* [Problem details]: Collect every line of the material that contains the word "newel" and copy each of those lines.

* [Recorded information]:
_ _ _ _

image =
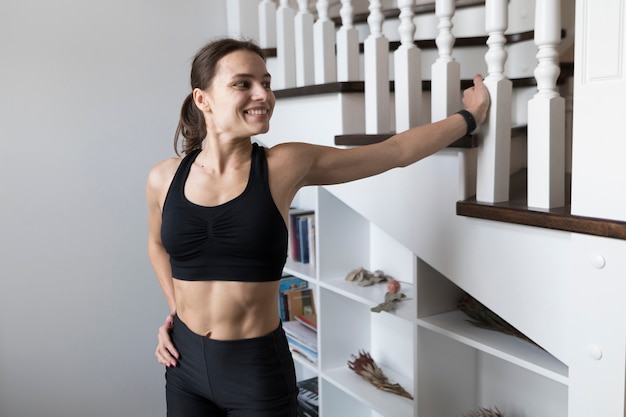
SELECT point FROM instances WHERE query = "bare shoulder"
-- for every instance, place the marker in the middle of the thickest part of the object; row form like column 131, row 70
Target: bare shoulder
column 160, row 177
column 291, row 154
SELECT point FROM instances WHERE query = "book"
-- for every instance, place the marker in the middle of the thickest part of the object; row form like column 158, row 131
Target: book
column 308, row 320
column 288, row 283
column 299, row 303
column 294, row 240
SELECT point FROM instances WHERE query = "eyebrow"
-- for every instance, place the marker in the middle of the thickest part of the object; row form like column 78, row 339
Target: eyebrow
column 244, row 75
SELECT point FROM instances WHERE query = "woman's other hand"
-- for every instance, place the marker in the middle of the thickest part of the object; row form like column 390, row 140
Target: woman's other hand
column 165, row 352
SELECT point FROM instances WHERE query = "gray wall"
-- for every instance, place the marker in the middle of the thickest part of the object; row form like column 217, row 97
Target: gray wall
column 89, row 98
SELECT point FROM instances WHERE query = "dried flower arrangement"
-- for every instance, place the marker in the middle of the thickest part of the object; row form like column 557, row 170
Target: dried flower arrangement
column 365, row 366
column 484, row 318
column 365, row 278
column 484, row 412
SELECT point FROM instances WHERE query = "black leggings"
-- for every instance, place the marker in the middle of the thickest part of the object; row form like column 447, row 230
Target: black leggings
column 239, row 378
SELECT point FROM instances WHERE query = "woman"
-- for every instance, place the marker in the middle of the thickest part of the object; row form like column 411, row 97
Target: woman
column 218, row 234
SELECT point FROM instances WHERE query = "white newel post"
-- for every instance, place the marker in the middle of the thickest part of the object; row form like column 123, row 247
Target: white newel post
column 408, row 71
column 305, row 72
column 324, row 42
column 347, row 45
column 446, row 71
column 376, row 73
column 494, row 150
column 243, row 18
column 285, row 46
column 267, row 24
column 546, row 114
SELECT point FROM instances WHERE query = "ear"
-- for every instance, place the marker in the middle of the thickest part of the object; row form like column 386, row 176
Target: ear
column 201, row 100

_ _ _ _

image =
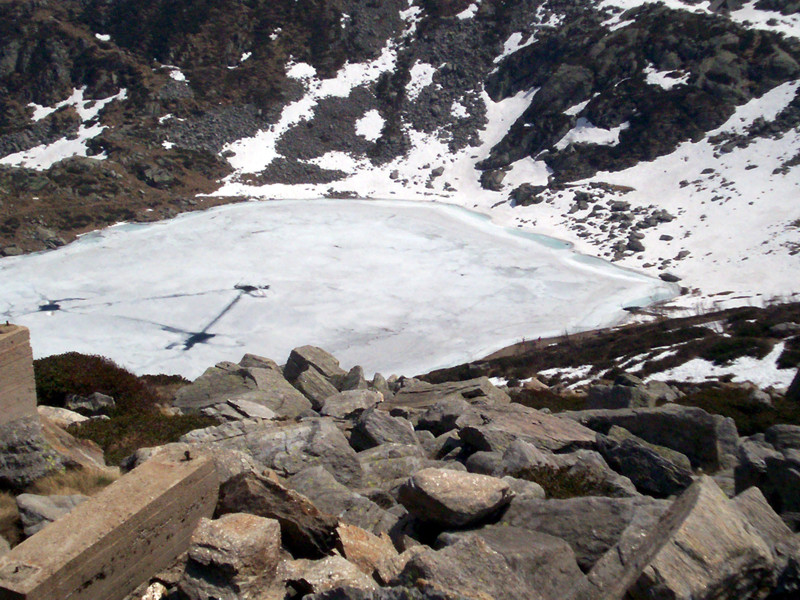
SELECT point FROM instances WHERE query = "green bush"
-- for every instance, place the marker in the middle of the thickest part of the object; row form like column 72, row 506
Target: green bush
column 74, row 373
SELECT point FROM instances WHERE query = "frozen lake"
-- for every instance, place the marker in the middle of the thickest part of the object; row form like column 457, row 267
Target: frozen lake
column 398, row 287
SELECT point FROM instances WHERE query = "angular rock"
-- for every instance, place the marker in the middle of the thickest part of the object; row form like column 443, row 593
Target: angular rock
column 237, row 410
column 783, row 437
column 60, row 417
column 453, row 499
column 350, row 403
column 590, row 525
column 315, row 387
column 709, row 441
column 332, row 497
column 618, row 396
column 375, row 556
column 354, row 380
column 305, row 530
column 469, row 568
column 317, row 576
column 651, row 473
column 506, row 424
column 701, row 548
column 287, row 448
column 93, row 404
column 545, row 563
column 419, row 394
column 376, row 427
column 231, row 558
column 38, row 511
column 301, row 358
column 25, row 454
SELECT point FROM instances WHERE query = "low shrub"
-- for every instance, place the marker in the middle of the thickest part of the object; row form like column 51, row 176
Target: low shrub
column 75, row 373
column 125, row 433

_ _ _ _

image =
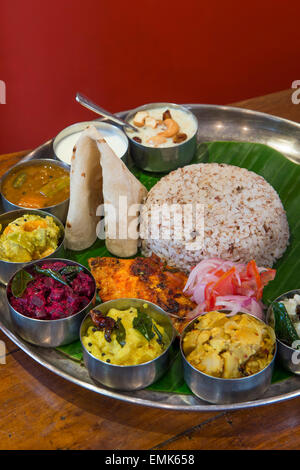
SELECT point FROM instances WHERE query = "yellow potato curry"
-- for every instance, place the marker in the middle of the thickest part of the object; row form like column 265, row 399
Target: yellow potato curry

_ _ _ _

* [Worked answer]:
SELECT point FROM instances WHERE query = "white newel post"
Target: white newel post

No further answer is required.